- _What is required_: Each entry must appear again exactly as it does in the source.

(Object pointing dataset rows)
===

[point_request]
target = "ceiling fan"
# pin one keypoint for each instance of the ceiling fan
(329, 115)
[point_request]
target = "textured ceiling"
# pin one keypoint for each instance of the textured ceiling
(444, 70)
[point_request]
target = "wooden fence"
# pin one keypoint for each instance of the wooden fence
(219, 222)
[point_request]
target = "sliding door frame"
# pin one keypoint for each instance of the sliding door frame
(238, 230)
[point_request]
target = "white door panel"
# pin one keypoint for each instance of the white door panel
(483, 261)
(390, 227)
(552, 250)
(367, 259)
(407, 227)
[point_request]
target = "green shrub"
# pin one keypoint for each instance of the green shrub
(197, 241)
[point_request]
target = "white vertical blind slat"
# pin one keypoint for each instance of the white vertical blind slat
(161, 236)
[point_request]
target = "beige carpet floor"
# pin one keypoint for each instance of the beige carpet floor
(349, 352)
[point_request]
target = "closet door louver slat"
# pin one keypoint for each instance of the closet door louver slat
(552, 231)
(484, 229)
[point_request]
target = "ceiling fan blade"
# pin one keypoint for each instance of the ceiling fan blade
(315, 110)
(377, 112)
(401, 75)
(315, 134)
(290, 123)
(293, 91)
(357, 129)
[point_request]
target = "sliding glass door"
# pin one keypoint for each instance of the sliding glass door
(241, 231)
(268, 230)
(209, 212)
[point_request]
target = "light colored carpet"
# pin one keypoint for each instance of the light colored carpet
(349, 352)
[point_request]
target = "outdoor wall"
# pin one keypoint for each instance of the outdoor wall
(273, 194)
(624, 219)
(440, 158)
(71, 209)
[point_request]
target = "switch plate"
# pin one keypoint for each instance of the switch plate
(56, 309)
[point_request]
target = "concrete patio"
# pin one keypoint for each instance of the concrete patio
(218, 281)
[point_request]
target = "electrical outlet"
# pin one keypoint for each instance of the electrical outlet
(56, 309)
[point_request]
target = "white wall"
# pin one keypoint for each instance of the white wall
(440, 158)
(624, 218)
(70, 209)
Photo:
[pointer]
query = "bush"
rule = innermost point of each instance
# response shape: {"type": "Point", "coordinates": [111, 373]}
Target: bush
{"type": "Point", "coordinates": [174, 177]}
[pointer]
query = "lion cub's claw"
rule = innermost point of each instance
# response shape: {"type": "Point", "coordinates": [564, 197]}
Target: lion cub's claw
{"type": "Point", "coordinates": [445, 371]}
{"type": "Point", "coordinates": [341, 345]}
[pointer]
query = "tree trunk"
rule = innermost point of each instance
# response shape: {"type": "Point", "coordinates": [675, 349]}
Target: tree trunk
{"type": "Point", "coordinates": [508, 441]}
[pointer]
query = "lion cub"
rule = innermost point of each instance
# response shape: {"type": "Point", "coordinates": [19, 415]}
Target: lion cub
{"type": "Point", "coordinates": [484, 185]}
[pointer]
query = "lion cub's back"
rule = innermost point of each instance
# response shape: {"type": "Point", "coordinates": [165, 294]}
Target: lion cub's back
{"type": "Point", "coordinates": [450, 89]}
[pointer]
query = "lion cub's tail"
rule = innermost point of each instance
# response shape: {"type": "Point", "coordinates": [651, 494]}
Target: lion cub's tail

===

- _Reply to the task_:
[point_request]
target = "ceiling fan"
# pin one keypoint for each instance of the ceiling fan
(329, 115)
[point_request]
target = "textured ceiling"
# pin one keypoint for each instance of the textured ceiling
(444, 70)
[point_request]
target = "wooden fence"
# pin one keypoint for each instance of the wooden fence
(219, 222)
[point_request]
target = "sliding door frame"
# pin one keypoint for each instance of the sliding door frame
(238, 230)
[point_request]
target = "white door panel"
# pin one keypoint for each instance of the white door panel
(483, 261)
(390, 227)
(552, 250)
(367, 259)
(407, 227)
[point_request]
target = "green shrub"
# pin one keypoint for each instance of the green shrub
(197, 241)
[point_request]
target = "white vertical blind slat"
# pin one keypoint for each instance of the white vertical blind slat
(161, 236)
[point_request]
target = "beige carpet floor"
# pin one keypoint for each instance of the beige carpet floor
(349, 352)
[point_request]
target = "closet door louver slat"
# pin one keypoint for each instance of the closet door louver slat
(552, 231)
(484, 229)
[point_request]
target = "ceiling fan blade"
# pin one keypoint for each instance of the ceiling fan blade
(315, 110)
(377, 112)
(401, 75)
(315, 134)
(290, 123)
(293, 91)
(357, 129)
[point_request]
target = "sliding glass door"
# pin one keypoint for each instance of the sliding glass door
(241, 231)
(268, 230)
(209, 212)
[point_request]
target = "light colored carpet"
# pin one keypoint for each instance of the light colored carpet
(349, 352)
[point_request]
target = "outdoor wall"
# pin one keypoint for each instance of the outdoor wall
(273, 194)
(624, 219)
(440, 158)
(71, 209)
[point_request]
target = "switch plate"
# pin one keypoint for each instance of the switch plate
(56, 309)
[point_request]
target = "concrete patio"
# pin one keypoint for each instance of the concrete patio
(218, 281)
[point_request]
target = "electrical outlet"
# pin one keypoint for each instance of the electrical outlet
(56, 309)
[point_request]
target = "white wall"
# pin one keypoint for each instance of the white wall
(440, 158)
(624, 218)
(70, 209)
Photo:
[pointer]
query = "bush"
rule = innermost point of each instance
# response shape: {"type": "Point", "coordinates": [111, 373]}
Target: bush
{"type": "Point", "coordinates": [174, 177]}
[pointer]
query = "lion cub's claw"
rule = innermost point of each instance
# response shape: {"type": "Point", "coordinates": [564, 197]}
Target: lion cub's claw
{"type": "Point", "coordinates": [445, 371]}
{"type": "Point", "coordinates": [341, 345]}
[pointer]
query = "tree trunk"
rule = innermost point of each instance
# response shape: {"type": "Point", "coordinates": [675, 349]}
Target: tree trunk
{"type": "Point", "coordinates": [508, 441]}
[pointer]
query = "lion cub"
rule = innermost point of each instance
# response shape: {"type": "Point", "coordinates": [19, 415]}
Target: lion cub
{"type": "Point", "coordinates": [484, 185]}
[pointer]
query = "lion cub's back"
rule = innermost point of each instance
# response shape: {"type": "Point", "coordinates": [165, 294]}
Target: lion cub's back
{"type": "Point", "coordinates": [450, 89]}
[pointer]
query = "lion cub's tail"
rule = innermost point of each instance
# response shape: {"type": "Point", "coordinates": [651, 494]}
Target: lion cub's tail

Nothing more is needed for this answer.